→ **TO DO**
Would you retype every entry that follows without altering a word?

→ **DATA PROVIDED**
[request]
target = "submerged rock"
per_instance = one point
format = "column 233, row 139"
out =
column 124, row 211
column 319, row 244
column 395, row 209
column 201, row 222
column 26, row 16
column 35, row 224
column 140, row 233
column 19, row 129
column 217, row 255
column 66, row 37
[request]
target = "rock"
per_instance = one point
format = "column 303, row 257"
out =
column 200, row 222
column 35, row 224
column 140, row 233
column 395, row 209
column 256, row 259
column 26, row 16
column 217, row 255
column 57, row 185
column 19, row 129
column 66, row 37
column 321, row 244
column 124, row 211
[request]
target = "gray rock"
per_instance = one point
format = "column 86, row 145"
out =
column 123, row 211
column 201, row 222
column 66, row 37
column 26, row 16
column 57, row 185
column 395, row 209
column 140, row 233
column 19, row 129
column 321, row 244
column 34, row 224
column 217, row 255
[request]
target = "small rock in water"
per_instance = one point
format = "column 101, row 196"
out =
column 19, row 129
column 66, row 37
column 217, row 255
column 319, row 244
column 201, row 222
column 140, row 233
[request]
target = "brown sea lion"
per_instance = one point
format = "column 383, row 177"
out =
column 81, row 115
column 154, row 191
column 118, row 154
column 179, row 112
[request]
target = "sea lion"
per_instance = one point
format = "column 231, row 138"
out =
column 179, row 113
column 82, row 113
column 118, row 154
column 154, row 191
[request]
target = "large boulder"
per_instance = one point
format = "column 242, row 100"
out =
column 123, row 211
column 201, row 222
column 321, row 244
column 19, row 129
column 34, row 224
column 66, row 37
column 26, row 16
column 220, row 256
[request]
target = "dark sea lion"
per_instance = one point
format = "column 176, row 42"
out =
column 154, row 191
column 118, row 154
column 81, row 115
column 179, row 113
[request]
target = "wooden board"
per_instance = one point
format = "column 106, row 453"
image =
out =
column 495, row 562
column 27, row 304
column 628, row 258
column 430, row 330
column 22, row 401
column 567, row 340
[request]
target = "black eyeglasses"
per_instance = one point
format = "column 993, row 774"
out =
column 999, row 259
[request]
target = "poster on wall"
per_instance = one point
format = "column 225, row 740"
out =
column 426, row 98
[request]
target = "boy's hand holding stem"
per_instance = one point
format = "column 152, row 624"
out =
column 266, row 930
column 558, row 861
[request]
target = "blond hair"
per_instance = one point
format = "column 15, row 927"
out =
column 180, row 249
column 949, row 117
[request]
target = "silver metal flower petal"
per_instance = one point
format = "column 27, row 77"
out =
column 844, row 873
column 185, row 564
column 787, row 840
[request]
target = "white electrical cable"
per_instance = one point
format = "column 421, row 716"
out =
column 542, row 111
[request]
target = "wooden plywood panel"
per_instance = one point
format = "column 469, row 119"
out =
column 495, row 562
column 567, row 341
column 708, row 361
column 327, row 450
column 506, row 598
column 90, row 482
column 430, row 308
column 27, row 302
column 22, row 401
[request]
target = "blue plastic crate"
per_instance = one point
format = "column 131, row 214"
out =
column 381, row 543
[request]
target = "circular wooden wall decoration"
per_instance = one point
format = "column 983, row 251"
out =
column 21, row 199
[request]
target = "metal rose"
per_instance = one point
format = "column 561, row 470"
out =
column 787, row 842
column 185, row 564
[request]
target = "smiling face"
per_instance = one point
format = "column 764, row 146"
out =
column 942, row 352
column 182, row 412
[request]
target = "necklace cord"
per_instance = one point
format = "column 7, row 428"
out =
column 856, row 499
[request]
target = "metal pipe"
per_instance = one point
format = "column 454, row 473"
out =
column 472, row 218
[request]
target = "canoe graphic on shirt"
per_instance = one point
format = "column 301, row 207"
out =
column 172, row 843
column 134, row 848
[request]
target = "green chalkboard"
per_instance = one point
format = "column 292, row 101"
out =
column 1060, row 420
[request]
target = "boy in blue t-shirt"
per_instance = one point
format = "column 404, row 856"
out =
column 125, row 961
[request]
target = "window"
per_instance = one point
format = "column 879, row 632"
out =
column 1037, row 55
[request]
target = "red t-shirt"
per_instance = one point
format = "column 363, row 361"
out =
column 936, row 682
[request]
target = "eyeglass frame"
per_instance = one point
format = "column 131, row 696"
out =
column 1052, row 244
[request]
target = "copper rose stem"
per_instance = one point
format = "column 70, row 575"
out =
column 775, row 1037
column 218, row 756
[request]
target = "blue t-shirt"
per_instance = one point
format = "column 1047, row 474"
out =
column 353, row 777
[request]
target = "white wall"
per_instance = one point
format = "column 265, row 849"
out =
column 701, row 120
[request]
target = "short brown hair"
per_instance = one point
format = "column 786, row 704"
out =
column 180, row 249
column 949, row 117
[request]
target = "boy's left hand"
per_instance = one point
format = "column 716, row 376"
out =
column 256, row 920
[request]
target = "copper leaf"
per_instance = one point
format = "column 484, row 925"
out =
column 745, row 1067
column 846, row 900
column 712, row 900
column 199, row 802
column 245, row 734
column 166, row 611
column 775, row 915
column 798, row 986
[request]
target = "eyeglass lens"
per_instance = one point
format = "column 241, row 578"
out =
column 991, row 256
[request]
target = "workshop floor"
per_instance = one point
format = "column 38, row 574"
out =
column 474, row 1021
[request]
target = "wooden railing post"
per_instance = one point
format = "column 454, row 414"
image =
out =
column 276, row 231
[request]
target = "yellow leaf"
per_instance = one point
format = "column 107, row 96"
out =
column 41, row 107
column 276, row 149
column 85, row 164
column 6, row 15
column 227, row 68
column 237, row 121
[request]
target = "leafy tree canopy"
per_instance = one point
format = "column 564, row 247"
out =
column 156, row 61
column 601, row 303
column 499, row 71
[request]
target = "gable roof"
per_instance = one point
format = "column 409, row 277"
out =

→ **RESULT FOR THIS TASK**
[request]
target = "submerged rock"
per_instance = one point
format = "column 233, row 139"
out =
column 124, row 211
column 319, row 244
column 395, row 209
column 201, row 222
column 26, row 16
column 35, row 224
column 140, row 233
column 19, row 129
column 217, row 255
column 66, row 37
[request]
target = "rock"
per_instance = one point
format = "column 303, row 257"
out =
column 200, row 222
column 35, row 224
column 140, row 233
column 395, row 209
column 256, row 259
column 26, row 16
column 217, row 255
column 57, row 185
column 19, row 129
column 66, row 37
column 321, row 244
column 124, row 211
[request]
target = "gray rock"
per_instance = one point
format = "column 86, row 145"
out =
column 123, row 211
column 201, row 222
column 66, row 37
column 26, row 16
column 57, row 185
column 395, row 209
column 140, row 233
column 19, row 129
column 321, row 244
column 34, row 224
column 217, row 255
[request]
target = "small rock in water"
per_instance = one point
format = "column 101, row 196"
out =
column 19, row 129
column 66, row 37
column 217, row 255
column 319, row 244
column 201, row 222
column 140, row 233
[request]
target = "brown sea lion"
per_instance = one point
format = "column 383, row 177"
out =
column 81, row 115
column 154, row 191
column 118, row 154
column 179, row 112
[request]
target = "sea lion"
per_instance = one point
format = "column 231, row 138"
out =
column 179, row 113
column 82, row 113
column 118, row 154
column 154, row 191
[request]
target = "large boulder"
per_instance = one point
format = "column 242, row 100"
out =
column 123, row 211
column 201, row 222
column 321, row 244
column 19, row 129
column 34, row 224
column 66, row 37
column 26, row 16
column 220, row 256
[request]
target = "dark sea lion"
per_instance = one point
format = "column 176, row 42"
out =
column 154, row 191
column 118, row 154
column 81, row 115
column 179, row 113
[request]
target = "wooden board"
per_instance = one point
format = "column 106, row 453"
image =
out =
column 495, row 562
column 27, row 304
column 628, row 258
column 430, row 330
column 22, row 401
column 567, row 340
[request]
target = "black eyeglasses"
per_instance = one point
format = "column 993, row 774"
out =
column 999, row 259
[request]
target = "poster on wall"
per_instance = one point
format = "column 225, row 740"
out =
column 426, row 98
[request]
target = "boy's hand holding stem"
per_instance = one point
format = "column 152, row 624"
out =
column 266, row 930
column 558, row 861
[request]
target = "blond hair"
per_instance = one point
format = "column 15, row 927"
out =
column 180, row 249
column 949, row 117
[request]
target = "silver metal flower petal"
per_instance = one point
format = "column 27, row 77"
out =
column 844, row 873
column 185, row 564
column 787, row 840
[request]
target = "white electrical cable"
per_instance = one point
format = "column 421, row 716"
out =
column 542, row 111
[request]
target = "wooden plywood panel"
per_instance = one point
format = "column 469, row 119"
out =
column 495, row 562
column 567, row 341
column 708, row 361
column 327, row 450
column 506, row 598
column 90, row 482
column 430, row 308
column 27, row 302
column 22, row 401
[request]
target = "blue plastic crate"
per_instance = one point
format = "column 131, row 214"
out =
column 381, row 543
[request]
target = "circular wooden wall decoration"
per_instance = one point
format = "column 983, row 251"
out =
column 21, row 199
[request]
target = "metal rose"
per_instance = one point
format = "column 561, row 470"
out =
column 787, row 842
column 185, row 564
[request]
target = "smiling face"
per_instance = one point
format = "column 764, row 146"
out =
column 942, row 352
column 182, row 412
[request]
target = "necklace cord"
per_instance = one point
format = "column 7, row 428"
out =
column 856, row 499
[request]
target = "metal pipe"
per_instance = one point
format = "column 454, row 473"
out =
column 472, row 218
[request]
target = "canoe graphic on shirt"
per_instance = one point
format = "column 301, row 207"
out =
column 172, row 843
column 134, row 848
[request]
target = "green chalkboard"
per_instance = one point
format = "column 292, row 101"
out =
column 1060, row 420
[request]
target = "boy in blue t-shirt"
per_instance = one point
format = "column 404, row 856"
out =
column 125, row 961
[request]
target = "window"
per_instance = one point
format = "column 879, row 632"
out =
column 1037, row 55
[request]
target = "red t-shirt"
per_instance = one point
format = "column 363, row 361"
out =
column 936, row 682
[request]
target = "eyeglass frame"
per_instance = one point
format = "column 131, row 696"
out =
column 1052, row 244
[request]
target = "copper rose stem"
per_instance = one point
format = "column 70, row 575"
out =
column 775, row 1037
column 218, row 756
[request]
target = "blue t-shirt"
per_instance = one point
format = "column 1047, row 474"
out =
column 353, row 777
[request]
target = "white wall"
per_instance = one point
format = "column 265, row 849"
out =
column 701, row 120
[request]
target = "short brown hair"
per_instance = one point
format = "column 786, row 704"
out =
column 180, row 249
column 949, row 117
[request]
target = "boy's left hand"
per_instance = one point
format = "column 716, row 376"
out =
column 256, row 920
[request]
target = "copper leaf"
per_instance = one point
format = "column 484, row 925"
out =
column 745, row 1067
column 846, row 900
column 712, row 900
column 199, row 802
column 245, row 734
column 166, row 611
column 775, row 915
column 798, row 986
[request]
target = "eyeglass lens"
per_instance = one point
format = "column 241, row 578"
out =
column 991, row 256
[request]
target = "workshop floor"
per_instance = one point
format = "column 38, row 574"
out =
column 474, row 1021
[request]
target = "wooden railing post"
per_instance = one point
format = "column 454, row 414"
image =
out =
column 276, row 231
[request]
target = "yellow leaf"
per_instance = one point
format = "column 107, row 96"
out =
column 41, row 107
column 276, row 149
column 85, row 164
column 6, row 15
column 227, row 68
column 237, row 121
[request]
target = "leafy tree canopy"
per_instance = one point
format = "column 564, row 247"
out =
column 156, row 61
column 601, row 303
column 499, row 71
[request]
target = "gable roof"
per_instance = one point
format = "column 409, row 277"
out =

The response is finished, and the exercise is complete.